◆ Given problem ◆
Repeat the stretch of data from the line that contains "Locate the metal" through the line that contains "pixel 408 302", both lines included.

◆ Material shown ◆
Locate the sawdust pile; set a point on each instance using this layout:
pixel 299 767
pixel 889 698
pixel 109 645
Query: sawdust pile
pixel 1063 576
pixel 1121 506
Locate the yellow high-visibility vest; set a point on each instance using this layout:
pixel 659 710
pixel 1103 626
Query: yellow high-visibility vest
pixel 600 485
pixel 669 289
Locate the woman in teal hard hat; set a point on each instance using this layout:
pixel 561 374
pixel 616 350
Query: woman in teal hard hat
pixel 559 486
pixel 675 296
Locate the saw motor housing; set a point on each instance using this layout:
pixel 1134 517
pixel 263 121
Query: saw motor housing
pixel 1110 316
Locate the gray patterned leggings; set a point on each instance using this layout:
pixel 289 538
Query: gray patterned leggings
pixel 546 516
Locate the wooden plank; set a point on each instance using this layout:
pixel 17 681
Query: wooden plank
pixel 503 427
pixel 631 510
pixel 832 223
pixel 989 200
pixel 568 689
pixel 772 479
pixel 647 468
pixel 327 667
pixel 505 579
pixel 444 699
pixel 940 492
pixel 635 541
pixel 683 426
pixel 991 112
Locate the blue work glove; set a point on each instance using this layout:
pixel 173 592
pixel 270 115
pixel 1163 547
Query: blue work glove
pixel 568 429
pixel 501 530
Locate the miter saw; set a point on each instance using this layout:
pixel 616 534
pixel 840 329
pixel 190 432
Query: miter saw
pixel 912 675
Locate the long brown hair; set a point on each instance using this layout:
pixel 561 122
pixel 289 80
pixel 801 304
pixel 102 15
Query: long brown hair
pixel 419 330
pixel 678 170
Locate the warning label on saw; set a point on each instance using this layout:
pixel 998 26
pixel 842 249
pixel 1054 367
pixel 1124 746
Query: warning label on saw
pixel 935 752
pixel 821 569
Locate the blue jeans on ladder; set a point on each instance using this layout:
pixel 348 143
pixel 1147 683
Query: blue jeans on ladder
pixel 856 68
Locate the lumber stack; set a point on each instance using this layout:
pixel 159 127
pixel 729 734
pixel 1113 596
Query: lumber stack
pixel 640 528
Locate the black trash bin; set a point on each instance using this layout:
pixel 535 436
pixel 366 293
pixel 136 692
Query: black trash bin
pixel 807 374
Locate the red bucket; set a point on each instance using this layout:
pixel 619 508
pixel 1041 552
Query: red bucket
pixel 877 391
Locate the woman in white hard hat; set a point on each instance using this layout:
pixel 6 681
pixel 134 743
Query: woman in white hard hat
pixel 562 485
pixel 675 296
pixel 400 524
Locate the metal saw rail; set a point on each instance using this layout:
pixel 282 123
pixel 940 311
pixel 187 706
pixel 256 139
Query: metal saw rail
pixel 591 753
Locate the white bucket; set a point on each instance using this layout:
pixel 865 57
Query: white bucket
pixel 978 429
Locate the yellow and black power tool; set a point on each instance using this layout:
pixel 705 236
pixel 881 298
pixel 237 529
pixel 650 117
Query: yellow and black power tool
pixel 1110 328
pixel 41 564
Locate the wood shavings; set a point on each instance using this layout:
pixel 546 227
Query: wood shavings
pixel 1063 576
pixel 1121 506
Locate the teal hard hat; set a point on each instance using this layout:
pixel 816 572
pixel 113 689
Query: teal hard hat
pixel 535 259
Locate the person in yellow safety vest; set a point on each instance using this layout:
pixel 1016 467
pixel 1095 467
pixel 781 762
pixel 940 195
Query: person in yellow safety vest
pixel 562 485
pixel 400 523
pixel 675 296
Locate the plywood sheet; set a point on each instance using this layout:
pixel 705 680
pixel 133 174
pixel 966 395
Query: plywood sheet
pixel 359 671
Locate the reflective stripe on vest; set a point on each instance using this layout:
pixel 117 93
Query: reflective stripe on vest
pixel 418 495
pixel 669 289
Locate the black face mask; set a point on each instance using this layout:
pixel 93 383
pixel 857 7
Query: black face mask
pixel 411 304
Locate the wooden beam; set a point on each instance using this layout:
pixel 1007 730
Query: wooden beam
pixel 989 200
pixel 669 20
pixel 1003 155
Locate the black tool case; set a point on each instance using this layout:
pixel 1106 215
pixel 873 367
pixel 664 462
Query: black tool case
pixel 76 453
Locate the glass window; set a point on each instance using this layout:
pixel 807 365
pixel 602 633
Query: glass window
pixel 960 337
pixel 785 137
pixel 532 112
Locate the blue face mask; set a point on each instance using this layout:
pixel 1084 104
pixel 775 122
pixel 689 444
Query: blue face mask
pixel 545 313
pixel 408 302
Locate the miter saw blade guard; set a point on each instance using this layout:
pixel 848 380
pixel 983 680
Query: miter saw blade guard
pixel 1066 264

◆ Answer to this problem ◆
Locate the metal saw rail; set a point on each instance using this layout:
pixel 282 123
pixel 940 311
pixel 187 706
pixel 256 139
Query: metal saw rail
pixel 591 753
Locate the white bucket; set a point on each instance using this layout:
pixel 865 57
Query: white bucket
pixel 978 429
Locate the yellow and black power tool; set a point on each instance using this layout:
pixel 705 236
pixel 881 298
pixel 237 529
pixel 650 117
Query: yellow and black power tool
pixel 1110 328
pixel 41 564
Locate the wood shavings; set a point on each instance using this layout:
pixel 546 227
Query: wood shavings
pixel 1063 576
pixel 1121 506
Locate the teal hard hat; set a point on each instance using this layout:
pixel 816 572
pixel 113 689
Query: teal hard hat
pixel 535 259
Locate the person in yellow safety vest; set a point on each instance using this layout:
pixel 1016 467
pixel 1095 467
pixel 781 762
pixel 940 195
Query: person in yellow safety vest
pixel 562 485
pixel 400 523
pixel 675 296
Locate the plywood sheet; set a point on each instance using this layout:
pixel 705 680
pixel 133 174
pixel 966 395
Query: plywood sheet
pixel 359 671
Locate the reflective stripe on vest; set a point on each instance using this layout:
pixel 117 93
Query: reflective stripe on vest
pixel 418 495
pixel 669 289
Locate the black face mask; set a point on each instance using this layout:
pixel 93 383
pixel 857 7
Query: black face mask
pixel 411 304
Locate the wooden beam; set a point on each instance using this layout:
pixel 1007 730
Query: wooden beam
pixel 989 200
pixel 669 20
pixel 1003 155
Locate the black tool case; set a point on each instance using this layout:
pixel 1106 215
pixel 873 367
pixel 664 462
Query: black tool case
pixel 76 453
Locate the glass window; set a point on each instance using this layout:
pixel 807 365
pixel 602 633
Query: glass window
pixel 960 337
pixel 785 137
pixel 532 112
Locate the blue face mask; set a point on each instance using this layout:
pixel 1084 104
pixel 775 122
pixel 689 444
Query: blue face mask
pixel 545 313
pixel 408 302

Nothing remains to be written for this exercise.